[[ DATA FOR THE TASK open ]]

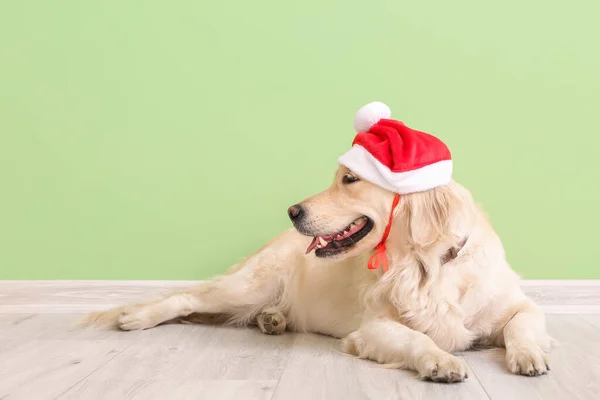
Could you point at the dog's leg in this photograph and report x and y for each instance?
(237, 298)
(241, 296)
(526, 341)
(389, 342)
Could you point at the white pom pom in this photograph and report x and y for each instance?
(369, 114)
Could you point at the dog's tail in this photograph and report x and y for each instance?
(101, 319)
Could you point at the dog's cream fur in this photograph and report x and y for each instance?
(413, 316)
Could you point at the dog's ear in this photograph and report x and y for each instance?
(430, 215)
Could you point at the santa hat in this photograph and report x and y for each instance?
(393, 156)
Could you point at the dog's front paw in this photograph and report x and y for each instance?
(135, 318)
(442, 367)
(528, 360)
(271, 322)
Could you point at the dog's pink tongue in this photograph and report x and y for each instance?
(312, 245)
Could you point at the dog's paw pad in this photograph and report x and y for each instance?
(271, 323)
(529, 360)
(134, 319)
(444, 368)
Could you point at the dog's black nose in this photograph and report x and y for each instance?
(295, 212)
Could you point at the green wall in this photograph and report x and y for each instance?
(165, 140)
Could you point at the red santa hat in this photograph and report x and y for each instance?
(393, 156)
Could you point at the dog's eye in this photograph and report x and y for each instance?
(349, 178)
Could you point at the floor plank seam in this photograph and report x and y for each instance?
(93, 372)
(588, 322)
(464, 356)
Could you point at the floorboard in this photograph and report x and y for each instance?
(43, 357)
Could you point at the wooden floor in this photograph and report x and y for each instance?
(43, 357)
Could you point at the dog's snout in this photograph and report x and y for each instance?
(295, 212)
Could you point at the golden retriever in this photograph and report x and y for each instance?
(448, 288)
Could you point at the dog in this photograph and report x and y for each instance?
(445, 285)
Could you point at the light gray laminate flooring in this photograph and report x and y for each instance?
(42, 356)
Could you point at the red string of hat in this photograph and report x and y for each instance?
(379, 258)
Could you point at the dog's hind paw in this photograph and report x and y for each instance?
(135, 318)
(271, 322)
(529, 360)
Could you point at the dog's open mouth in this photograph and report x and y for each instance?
(342, 241)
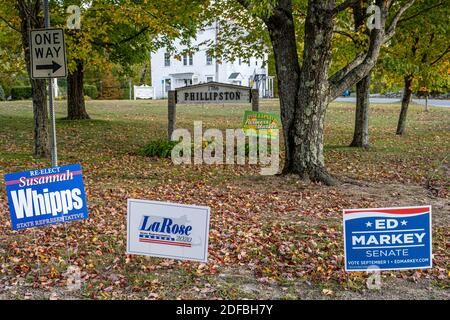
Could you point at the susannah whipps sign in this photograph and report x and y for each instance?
(213, 92)
(46, 196)
(167, 230)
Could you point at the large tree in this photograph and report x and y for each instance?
(306, 90)
(418, 54)
(120, 31)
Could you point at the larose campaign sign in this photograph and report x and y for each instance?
(167, 230)
(387, 238)
(46, 196)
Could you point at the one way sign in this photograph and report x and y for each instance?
(48, 54)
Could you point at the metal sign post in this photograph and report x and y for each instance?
(54, 150)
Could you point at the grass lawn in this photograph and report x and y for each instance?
(270, 237)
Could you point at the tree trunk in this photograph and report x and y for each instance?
(76, 109)
(405, 103)
(282, 35)
(313, 94)
(29, 13)
(361, 132)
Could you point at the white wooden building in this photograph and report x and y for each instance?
(169, 73)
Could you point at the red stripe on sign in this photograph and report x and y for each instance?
(11, 182)
(392, 211)
(170, 243)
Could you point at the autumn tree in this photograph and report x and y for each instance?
(122, 32)
(419, 52)
(306, 89)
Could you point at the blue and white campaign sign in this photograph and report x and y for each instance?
(46, 196)
(387, 238)
(167, 230)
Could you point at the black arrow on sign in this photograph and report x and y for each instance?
(54, 66)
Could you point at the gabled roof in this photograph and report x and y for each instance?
(235, 75)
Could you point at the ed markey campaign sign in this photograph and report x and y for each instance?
(48, 53)
(387, 238)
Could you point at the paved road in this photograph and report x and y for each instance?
(431, 102)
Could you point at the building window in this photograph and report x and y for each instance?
(188, 59)
(167, 59)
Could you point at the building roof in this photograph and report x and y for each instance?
(234, 75)
(182, 75)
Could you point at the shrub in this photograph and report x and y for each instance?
(90, 91)
(161, 148)
(2, 94)
(23, 92)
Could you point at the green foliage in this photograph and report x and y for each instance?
(161, 148)
(2, 94)
(22, 92)
(90, 91)
(419, 49)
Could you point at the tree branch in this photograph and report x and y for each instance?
(346, 4)
(391, 30)
(362, 64)
(441, 55)
(420, 12)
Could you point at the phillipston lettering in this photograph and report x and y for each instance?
(213, 92)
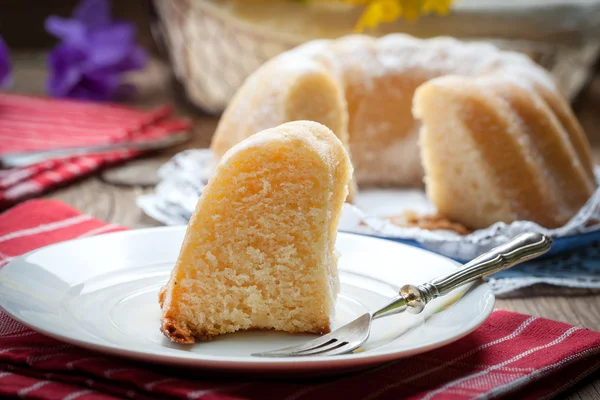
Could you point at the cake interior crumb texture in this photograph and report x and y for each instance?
(259, 251)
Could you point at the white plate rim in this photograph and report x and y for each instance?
(244, 363)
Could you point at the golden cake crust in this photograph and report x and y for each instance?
(259, 250)
(369, 88)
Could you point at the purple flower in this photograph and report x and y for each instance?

[[ DATA FOR THE TASK closed ]]

** AIM OF THE TASK **
All of the lines above should be retyped precisely, apart from the pictures.

** RESPONSE AREA **
Could you point at the dog's leg in this photograph and report x and y for each instance?
(237, 298)
(241, 296)
(526, 341)
(389, 342)
Could you point at the white pom pom in this photograph and report x and y for each instance?
(369, 114)
Could you point at the dog's tail in this photograph and report x and y for each instance?
(101, 319)
Could you point at the dog's cream fur in this photograph and report x and y for each instance?
(413, 316)
Could you point at the dog's ear in this photograph and report x and y for each instance?
(430, 215)
Could you point at the santa hat in this photograph and report x and y for each instance?
(393, 156)
Could you point at the dog's front paw in this photograph and report x and y for each instance?
(135, 318)
(442, 367)
(528, 360)
(271, 322)
Could you point at the dog's pink tongue in this photograph and report x and y for each instance?
(312, 245)
Could you point at the dog's paw pad in this photograph and report x and y for each instance?
(271, 323)
(529, 360)
(134, 319)
(444, 368)
Could you point at the dog's black nose in this photograph and report x and y for each instance?
(295, 212)
Could you point at the green wall in this photograph and report x and y for each instance?
(165, 140)
Could you point at the red santa hat in this photograph and report x and y for each instance?
(393, 156)
Could you point at the dog's eye in this photograph and report x and y for each instance?
(349, 178)
Could you point at the floor plank seam in this photograph and report x and y for each instance?
(93, 372)
(588, 322)
(464, 356)
Could you point at the floorboard in this photograph and report x and y for each instance?
(43, 357)
Could you point at the wooden floor in this photograph and report x and y for each instance?
(43, 357)
Could you point at the dog's snout in this photograph and report x and y for each instance?
(295, 212)
Could you point at the golden retriever in this photograph and report x and y for each instance?
(448, 288)
Could you point at the dog in this photograph and report x and y for each instance?
(445, 285)
Could you point at the light gray laminate flooring in this photograph and report x and y for each instance?
(42, 356)
Could you point at the red string of hat in this photograph and report x and y for each instance?
(379, 258)
Could you point at the dog's hind paw in this photograph and report x and y for each instance?
(135, 318)
(271, 322)
(529, 360)
Could you point at the dog's open mouth in this photograph and report x and y for each instance?
(342, 241)
Could you point at the susannah whipps sign in this photograph and report x and y for each instance?
(213, 92)
(46, 196)
(167, 230)
Could you point at the large tree in this photograph and report x and y for each instance?
(306, 90)
(418, 54)
(120, 31)
Could you point at the larose campaign sign in this photograph and report x and y for each instance?
(167, 230)
(387, 238)
(46, 196)
Could you point at the one way sign in this photograph and report x and y for each instance?
(48, 54)
Could you point at the metal sign post in this photograph and report x and y for each instance?
(54, 150)
Could you point at the grass lawn in this photograph and report x and y for each instance?
(270, 237)
Could you point at the tree trunk in this photograph and report x and y for each instance?
(76, 109)
(405, 103)
(282, 35)
(313, 94)
(29, 13)
(361, 132)
Could you point at the white wooden building in this photograph and report x and y for each instance?
(169, 73)
Could you point at the red stripe on sign in this photograph and report x and y for each instance?
(11, 182)
(392, 211)
(170, 243)
Could you point at the autumn tree in this photograph and report x and y for each instance?
(122, 32)
(419, 52)
(306, 89)
Could you point at the blue and white campaign sign in this photograph and report x and y for each instance?
(46, 196)
(387, 238)
(167, 230)
Could you point at the black arrow on sign in this photograph and report x and y for each instance?
(54, 66)
Could you point at the gabled roof in this photograph and report x and y for each instance?
(235, 75)
Could you point at the ed markey campaign sign in this photograph and report x and y for each instance?
(48, 53)
(387, 238)
Could you point at the paved road in this photograph and report x and y for each instance?
(431, 102)
Could you point at the building window in this photograph and report x and y for each instance?
(188, 59)
(167, 59)
Could you point at the building roof in this photograph and report x and y for each instance?
(234, 75)
(182, 75)
Could you point at the shrub in this photograph and report x and y for each instance?
(90, 91)
(161, 148)
(2, 94)
(23, 92)
Could you point at the green foliage in this photograph and report x and y for each instance?
(161, 148)
(2, 94)
(22, 92)
(90, 91)
(419, 49)
Could you point at the tree branch in this photograph and report x and y for each instance?
(346, 4)
(391, 30)
(362, 64)
(441, 55)
(420, 12)
Could you point at the phillipston lettering in this photograph and report x and y for each instance?
(213, 92)
Could you point at the cake interior crumb texture in this photograph and report x and y for each instance?
(259, 251)
Could you point at the white plate rim in this photograph and report x and y for each instance?
(244, 363)
Could you point at the golden cake crust in this photograph and report x and y for each instance?
(259, 250)
(369, 88)
Could you point at the purple flower in this photograph and report x and y for each instance?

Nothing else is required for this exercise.